— AIM —
All of the data needs to be repeated exactly.

— DATASET RECORDS —

○ ○ ○ ○

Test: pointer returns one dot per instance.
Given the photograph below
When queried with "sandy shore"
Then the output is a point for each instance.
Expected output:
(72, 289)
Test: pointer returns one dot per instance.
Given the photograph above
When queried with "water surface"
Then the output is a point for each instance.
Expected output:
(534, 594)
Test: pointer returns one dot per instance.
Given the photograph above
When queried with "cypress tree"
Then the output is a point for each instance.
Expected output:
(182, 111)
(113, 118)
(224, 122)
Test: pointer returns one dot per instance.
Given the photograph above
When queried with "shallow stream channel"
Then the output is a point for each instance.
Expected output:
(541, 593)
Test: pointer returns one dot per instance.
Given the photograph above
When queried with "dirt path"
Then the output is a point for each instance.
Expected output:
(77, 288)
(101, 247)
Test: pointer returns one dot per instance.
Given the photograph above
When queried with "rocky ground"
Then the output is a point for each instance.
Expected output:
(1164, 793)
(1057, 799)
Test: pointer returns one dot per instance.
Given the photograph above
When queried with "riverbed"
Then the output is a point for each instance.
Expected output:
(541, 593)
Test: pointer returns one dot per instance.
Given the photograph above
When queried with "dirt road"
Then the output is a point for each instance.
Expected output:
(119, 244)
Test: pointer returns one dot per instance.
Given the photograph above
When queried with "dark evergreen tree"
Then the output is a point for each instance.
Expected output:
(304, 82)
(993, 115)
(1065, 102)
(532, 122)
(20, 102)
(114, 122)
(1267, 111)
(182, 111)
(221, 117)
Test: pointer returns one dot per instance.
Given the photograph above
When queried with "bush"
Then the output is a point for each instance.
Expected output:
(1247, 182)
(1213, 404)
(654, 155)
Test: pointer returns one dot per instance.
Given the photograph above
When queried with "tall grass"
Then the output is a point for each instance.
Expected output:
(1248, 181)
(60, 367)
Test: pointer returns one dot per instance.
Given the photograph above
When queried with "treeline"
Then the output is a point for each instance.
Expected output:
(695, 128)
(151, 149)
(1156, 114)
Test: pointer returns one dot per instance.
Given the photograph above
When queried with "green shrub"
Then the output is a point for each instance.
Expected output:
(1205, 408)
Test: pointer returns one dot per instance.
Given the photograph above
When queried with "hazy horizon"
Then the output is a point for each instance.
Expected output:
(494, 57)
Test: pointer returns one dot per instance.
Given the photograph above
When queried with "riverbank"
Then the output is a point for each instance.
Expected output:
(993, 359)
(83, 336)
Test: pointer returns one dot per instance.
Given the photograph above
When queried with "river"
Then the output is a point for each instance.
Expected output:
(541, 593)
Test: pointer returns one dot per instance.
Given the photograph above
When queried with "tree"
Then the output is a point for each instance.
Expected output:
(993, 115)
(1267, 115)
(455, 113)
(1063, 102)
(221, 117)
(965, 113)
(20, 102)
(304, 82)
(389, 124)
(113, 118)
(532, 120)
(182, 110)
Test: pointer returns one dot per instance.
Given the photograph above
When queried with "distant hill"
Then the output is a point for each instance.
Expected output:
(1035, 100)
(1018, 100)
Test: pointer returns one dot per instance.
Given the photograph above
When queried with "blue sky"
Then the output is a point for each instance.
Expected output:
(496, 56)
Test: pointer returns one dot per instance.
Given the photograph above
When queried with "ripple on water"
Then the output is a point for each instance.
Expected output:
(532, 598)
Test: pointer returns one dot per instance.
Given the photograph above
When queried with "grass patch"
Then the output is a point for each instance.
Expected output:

○ ○ ○ ○

— TASK SOLUTION —
Test: pointer returns one dot per instance.
Given the photograph below
When queried with "sandy shore"
Then the output is a point for each instance.
Expected output:
(72, 289)
Test: pointer returns one dot per instance.
Given the photograph above
When queried with "water surface"
Then the output is a point for each instance.
Expected output:
(534, 594)
Test: pointer returns one dot per instance.
Given the photograph above
When queried with "cypress tree"
Then the output is a point for each instance.
Expected output:
(182, 111)
(113, 118)
(224, 122)
Test: pointer returns one dot per instance.
Given the photograph above
When queried with "shallow stream channel"
Then the output is a point for each instance.
Expected output:
(541, 593)
Test: pointer returns one dot per instance.
Given the photograph above
When queried with "dirt path"
Then the output is a point for each instance.
Expected output:
(77, 288)
(101, 247)
Test: pointer returns one dot per instance.
Given the photograph above
When queried with "rocky ground"
Then the output is a point for each instance.
Expected output:
(1164, 793)
(1057, 799)
Test: pointer returns one dot per instance.
Given the photograph above
When queried with "riverbed"
Then the output is a point for each instance.
Expected output:
(541, 593)
Test: pointer returns one dot per instance.
Given the photograph above
When queried with "dirt road"
Then the output is a point for each instance.
Expected output:
(119, 244)
Test: pointer returns one dot per instance.
Given the photograph above
When queried with "dark evergreen tree"
Then the output is a point for each instance.
Expected output:
(304, 82)
(993, 115)
(1065, 102)
(532, 122)
(20, 102)
(114, 122)
(1267, 111)
(182, 111)
(221, 117)
Test: pointer returns one dot per instance.
Given the photograph above
When queried with "bush"
Then the output is a point for each instance.
Expected output:
(1247, 182)
(1213, 404)
(654, 155)
Test: pointer returns one dot per instance.
Given the photograph above
When queried with "tall grass"
Then the output is a point for each instance.
Expected output:
(1248, 181)
(60, 367)
Test: pointer returns one dot per instance.
Given the photograph above
When queried with "treeline"
Then the output is a point for each instance.
Expected output:
(695, 128)
(151, 149)
(1156, 114)
Test: pointer returns one dot per instance.
Given the photograph above
When queried with "green shrub"
Then the output is a point for each instance.
Expected output:
(1205, 408)
Test: pointer returns one dot per instance.
Given the photograph above
When queried with "hazy horizon"
Then the output is a point for each instance.
Expected output:
(494, 57)
Test: pointer returns one dot per instance.
Given the photograph above
When queried with "riverbank"
Then the output is a point for each instance.
Expected output:
(993, 359)
(83, 336)
Test: pointer returns one dot per instance.
Given the photograph above
When queried with "river"
Then the output is a point for each instance.
Expected output:
(541, 593)
Test: pointer returns one dot per instance.
Given the photograph above
When queried with "tree"
Then the output is a point for each instance.
Expected output:
(993, 115)
(1267, 115)
(455, 113)
(1063, 102)
(221, 117)
(965, 113)
(20, 102)
(304, 82)
(389, 124)
(113, 118)
(532, 120)
(182, 110)
Test: pointer returns one dot per instance.
Given the photograph above
When queried with "distant hill"
Then the output is a point for each instance.
Expected output:
(1035, 100)
(1018, 100)
Test: pointer returns one dot per instance.
Given the photograph above
When queried with "blue sky"
Then the output is a point for each instance.
Expected output:
(496, 56)
Test: pointer returns one dot per instance.
Given the photograph above
When queried with "ripple on water"
Then the output is a point for each instance.
Expected output:
(532, 598)
Test: pointer returns one dot per instance.
Given the photograph above
When queried with "grass patch"
Then the output is a point for each instance.
Expected output:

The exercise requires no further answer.